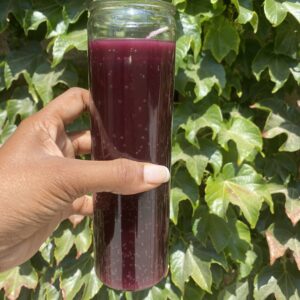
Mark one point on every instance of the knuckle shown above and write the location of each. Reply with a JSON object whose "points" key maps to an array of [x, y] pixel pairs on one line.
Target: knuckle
{"points": [[125, 173], [74, 90]]}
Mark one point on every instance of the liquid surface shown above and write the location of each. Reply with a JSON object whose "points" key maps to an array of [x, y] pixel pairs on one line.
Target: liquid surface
{"points": [[132, 89]]}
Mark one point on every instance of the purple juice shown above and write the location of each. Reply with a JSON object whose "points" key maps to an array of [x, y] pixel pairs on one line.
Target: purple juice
{"points": [[132, 89]]}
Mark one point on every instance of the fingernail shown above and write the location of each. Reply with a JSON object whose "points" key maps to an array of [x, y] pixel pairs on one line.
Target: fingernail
{"points": [[154, 174]]}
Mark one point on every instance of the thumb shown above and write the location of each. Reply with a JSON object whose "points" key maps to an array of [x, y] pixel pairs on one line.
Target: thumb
{"points": [[120, 176]]}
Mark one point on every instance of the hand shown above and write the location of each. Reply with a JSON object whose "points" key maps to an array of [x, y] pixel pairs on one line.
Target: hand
{"points": [[42, 184]]}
= = = =
* Task statement
Apart from the pictures, which are to be omitted, every record must be transcribed exactly.

* Output below
Mark one point on every instance of the knuckle shown above and write the location of each. Reply with a JSON object whose "points" key maps to an array of [x, y] pixel pairs on one line.
Target: knuckle
{"points": [[125, 173], [74, 90]]}
Mark one point on every instance of the liquid surface shown above and write the location of each. Reply with a JSON object whose "points" key maps to an array of [x, y] pixel pairs on one line.
Target: liquid surface
{"points": [[132, 89]]}
Mark one point on every instance of the purple juice shown above and write the location of each. Reply with a JSON object whose "points" key maps to an array of [x, y] pixel pairs on one line.
Target: purple juice
{"points": [[132, 89]]}
Mark one point on every instance of the fingernail shown above and write the location of each. Reply with a JSON object whose "points" key maps to an array of [x, y] pixel pairs on one line.
Target: fingernail
{"points": [[154, 174]]}
Mark one point on every instance of the thumb shown above and write the location of each. Reply with a JSON object whose "points" key maps to an array of [x, y] pixel pairs on one line.
Target: thumb
{"points": [[120, 176]]}
Mark one point on every instance of the hand shown above and write the location of each. Reply with a JSON object whose "points" key maps to an array of [x, y] pixel pairs on one line.
Target: hand
{"points": [[42, 184]]}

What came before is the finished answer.